____ Text to read

In [1]:
import nltk
import numpy as np
import matplotlib.pyplot as plt

from nltk.stem import WordNetLemmatizer
from nltk.corpus import stopwords
from sklearn.feature_extraction.text import CountVectorizer
from sklearn.decomposition import TruncatedSVD

In [3]:
wordnet_lemmatizer = WordNetLemmatizer()

In [4]:
titles = [line.strip() for line in open('all_book_titles.txt')]

In [7]:
stops = set(stopwords.words('english'))

In [8]:
# Example of domain-specific stopwords
stops = stops.union({
    'introduction', 'edition', 'series', 'application',
    'approach', 'card', 'access', 'package', 'plus', 'etext',
    'brief', 'vol', 'fundamental', 'guide', 'essential', 'printed',
    'third', 'second', 'fourth', 'volume'
})

In [13]:
def my_tokenizer(s):
    s = s.lower()
    tokens = nltk.tokenize.word_tokenize(s)
    
    # Remove short words that are not useful
    tokens = [t for t in tokens if len(t)>2]
    # put words into base form
    tokens = [ wordnet_lemmatizer.lemmatize(t) for t in tokens]
    
    # remove stopwords
    tokens = [t for t in tokens if t not in stops]
    # Remove any digits
    tokens = [t for t in tokens if not any(c.isdigit() for c in t)]
    
    return tokens

In [14]:
vectorizer = CountVectorizer(binary=True, tokenizer=my_tokenizer)

In [15]:
X = vectorizer.fit_transform(titles)

In [16]:
# Create index > word map for plotting later

index_word_map = vectorizer.get_feature_names_out()

In [17]:
# Transpose x to make rows = terms, cols = documents
X = X.T

In [18]:
svd = TruncatedSVD()
Z = svd.fit_transform(X)

In [20]:
# !pip install plotly

Collecting plotly
  Downloading plotly-5.10.0-py2.py3-none-any.whl (15.2 MB)
Collecting tenacity>=6.2.0
  Downloading tenacity-8.0.1-py3-none-any.whl (24 kB)
Installing collected packages: tenacity, plotly
Successfully installed plotly-5.10.0 tenacity-8.0.1


In [21]:
import plotly.express as px

In [24]:
fig = px.scatter(x=Z[:,0], y=Z[:, 1], text=index_word_map, size_max=60)
fig.update_traces(textposition='top center')
fig.show()

________

Prompt:
Rewrite the book-titles notebook between "Installing collected packages: tenacity, plotly" and "1], text=index_word_map, size_max=60)", inclusive, replacing every "index_word_map" with "term_labels".

____ Given data

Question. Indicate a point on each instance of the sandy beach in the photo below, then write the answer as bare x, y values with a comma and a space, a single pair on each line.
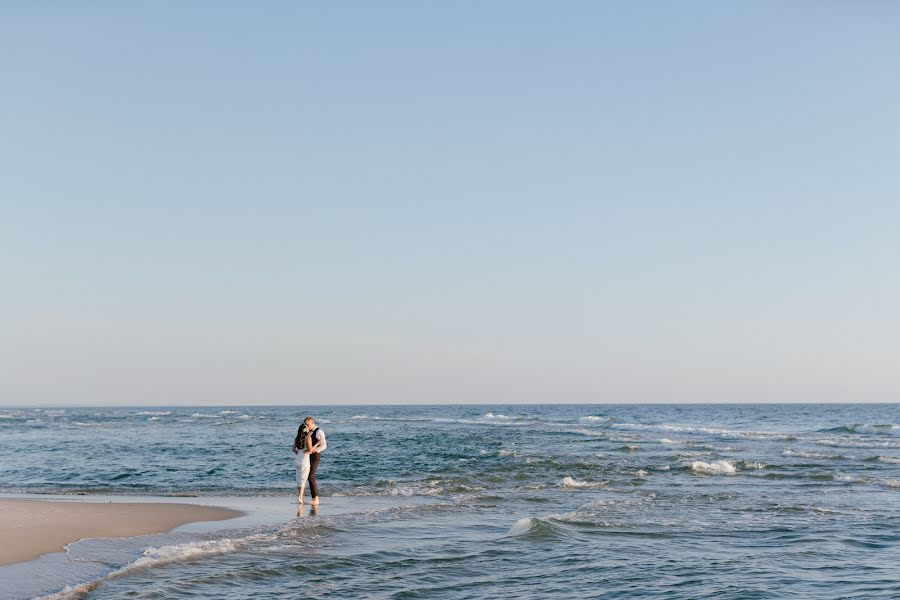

________

Solution to the problem:
Installing collected packages: tenacity, plotly
Successfully installed plotly-5.10.0 tenacity-8.0.1


In [21]:
import plotly.express as px

In [24]:
fig = px.scatter(x=Z[:,0], y=Z[:, 1], text=term_labels, size_max=60)